**Work to do:** Print the lines of the material from the line with "instance of the sky" to the line with "Target: sky", both included, copying them without any change.

**Entries shown:**
===

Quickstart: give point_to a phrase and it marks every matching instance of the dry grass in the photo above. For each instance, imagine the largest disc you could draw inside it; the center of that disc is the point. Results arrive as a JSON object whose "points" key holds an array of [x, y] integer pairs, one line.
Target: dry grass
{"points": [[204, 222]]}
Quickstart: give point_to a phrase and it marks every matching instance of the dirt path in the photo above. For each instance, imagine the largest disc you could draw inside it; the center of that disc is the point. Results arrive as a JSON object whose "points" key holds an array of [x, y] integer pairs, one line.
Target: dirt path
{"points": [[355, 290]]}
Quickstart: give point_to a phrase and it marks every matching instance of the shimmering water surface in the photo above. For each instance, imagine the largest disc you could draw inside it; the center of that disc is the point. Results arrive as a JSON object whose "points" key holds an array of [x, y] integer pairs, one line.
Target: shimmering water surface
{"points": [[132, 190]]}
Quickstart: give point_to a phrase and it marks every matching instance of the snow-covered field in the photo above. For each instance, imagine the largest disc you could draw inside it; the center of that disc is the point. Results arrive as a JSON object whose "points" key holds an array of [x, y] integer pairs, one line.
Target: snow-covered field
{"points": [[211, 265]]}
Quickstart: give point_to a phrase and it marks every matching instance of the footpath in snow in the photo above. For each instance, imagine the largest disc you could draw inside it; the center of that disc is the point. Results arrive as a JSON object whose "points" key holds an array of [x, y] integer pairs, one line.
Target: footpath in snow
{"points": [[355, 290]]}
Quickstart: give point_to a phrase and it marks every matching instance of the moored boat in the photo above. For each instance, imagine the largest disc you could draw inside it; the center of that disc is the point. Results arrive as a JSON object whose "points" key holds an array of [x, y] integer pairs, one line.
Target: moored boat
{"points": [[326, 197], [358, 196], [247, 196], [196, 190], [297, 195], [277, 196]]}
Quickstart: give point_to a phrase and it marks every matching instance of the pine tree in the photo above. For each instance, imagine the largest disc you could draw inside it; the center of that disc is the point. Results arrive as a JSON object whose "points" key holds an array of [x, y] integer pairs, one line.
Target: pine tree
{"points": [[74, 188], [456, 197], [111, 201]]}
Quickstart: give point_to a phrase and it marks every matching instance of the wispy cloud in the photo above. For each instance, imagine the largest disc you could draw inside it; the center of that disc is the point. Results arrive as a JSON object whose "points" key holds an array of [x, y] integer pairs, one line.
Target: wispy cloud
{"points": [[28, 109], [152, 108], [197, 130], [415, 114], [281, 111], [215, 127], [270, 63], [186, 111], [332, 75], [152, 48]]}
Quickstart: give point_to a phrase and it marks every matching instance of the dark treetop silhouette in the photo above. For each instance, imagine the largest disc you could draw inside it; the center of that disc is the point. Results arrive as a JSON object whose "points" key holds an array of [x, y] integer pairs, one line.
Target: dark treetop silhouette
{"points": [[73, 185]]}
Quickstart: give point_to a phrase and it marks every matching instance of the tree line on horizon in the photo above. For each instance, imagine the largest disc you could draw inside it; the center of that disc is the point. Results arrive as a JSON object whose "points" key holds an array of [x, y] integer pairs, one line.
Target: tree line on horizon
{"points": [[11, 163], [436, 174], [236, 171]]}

===

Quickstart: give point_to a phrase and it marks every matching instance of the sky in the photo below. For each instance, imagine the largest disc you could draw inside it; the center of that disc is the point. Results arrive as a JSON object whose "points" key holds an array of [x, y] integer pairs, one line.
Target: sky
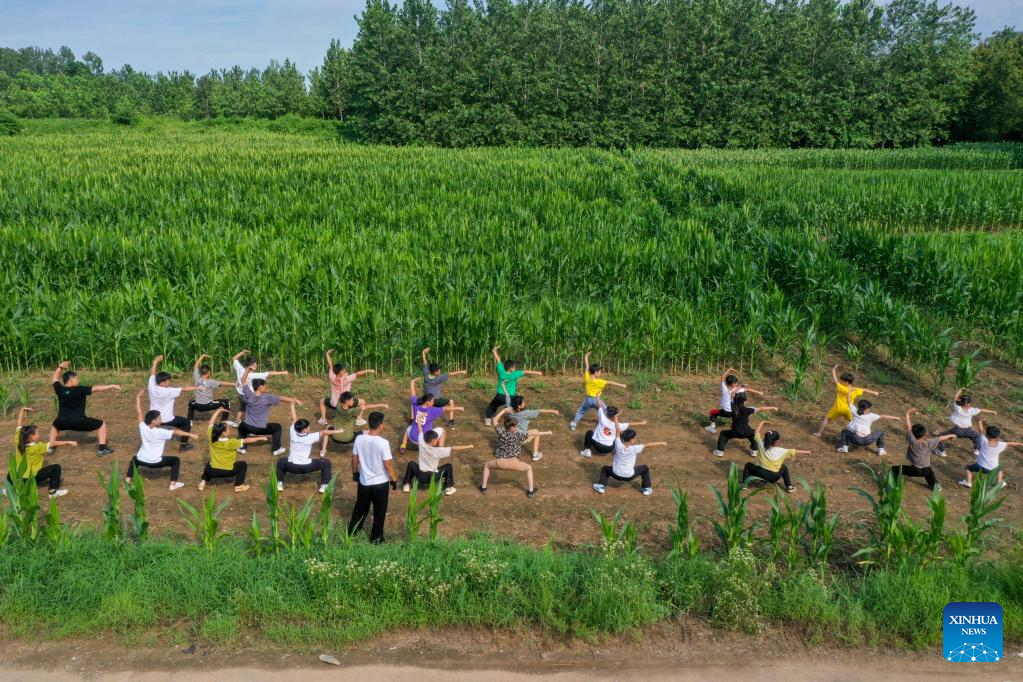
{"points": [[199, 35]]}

===

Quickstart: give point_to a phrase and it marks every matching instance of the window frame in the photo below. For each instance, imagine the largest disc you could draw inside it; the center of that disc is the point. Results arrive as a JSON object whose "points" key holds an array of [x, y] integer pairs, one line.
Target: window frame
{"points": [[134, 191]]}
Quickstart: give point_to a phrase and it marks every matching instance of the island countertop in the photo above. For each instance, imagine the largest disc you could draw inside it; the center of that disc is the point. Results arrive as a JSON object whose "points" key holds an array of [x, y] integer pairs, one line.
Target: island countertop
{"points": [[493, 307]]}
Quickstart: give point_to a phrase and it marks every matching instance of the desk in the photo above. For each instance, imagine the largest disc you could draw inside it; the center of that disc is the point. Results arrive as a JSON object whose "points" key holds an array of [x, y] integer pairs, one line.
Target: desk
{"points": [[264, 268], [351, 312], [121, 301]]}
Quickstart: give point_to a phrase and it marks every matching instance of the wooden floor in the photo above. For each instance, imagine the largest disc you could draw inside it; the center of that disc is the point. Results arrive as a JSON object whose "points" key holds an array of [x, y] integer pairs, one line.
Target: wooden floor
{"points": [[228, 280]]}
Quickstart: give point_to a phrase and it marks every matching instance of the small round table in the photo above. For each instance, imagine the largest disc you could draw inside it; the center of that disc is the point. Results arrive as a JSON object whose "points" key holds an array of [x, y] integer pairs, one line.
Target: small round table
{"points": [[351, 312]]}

===

**Full answer:**
Quickstart: give point_to a phrase and it marks every matching instance of the sky in the photo below. For each instance, imagine the largest disc you could draw inside it; the center of that disc is the point. Results arrive as a JSON object whose "points" key holds an array of [x, y] integer pairs, one line.
Target: sky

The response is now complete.